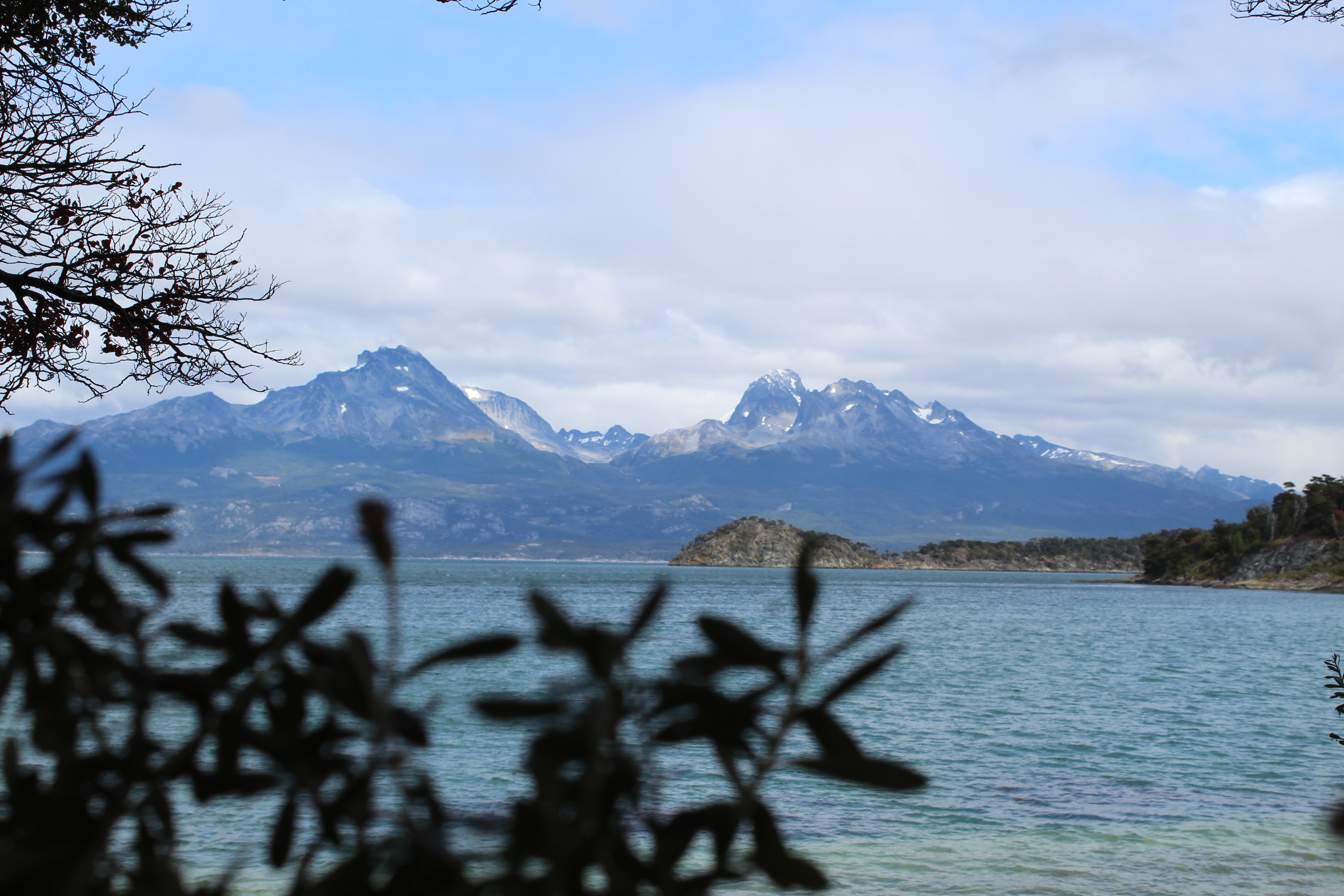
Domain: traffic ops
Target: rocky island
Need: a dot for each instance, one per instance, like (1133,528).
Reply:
(756,542)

**What you will do**:
Leave out the pictures and repeat the remaining data exactly.

**Solved problem**:
Domain: traffic ops
Target: rocky island
Need: a dot for each instance, one per instance, like (1133,528).
Reply:
(756,542)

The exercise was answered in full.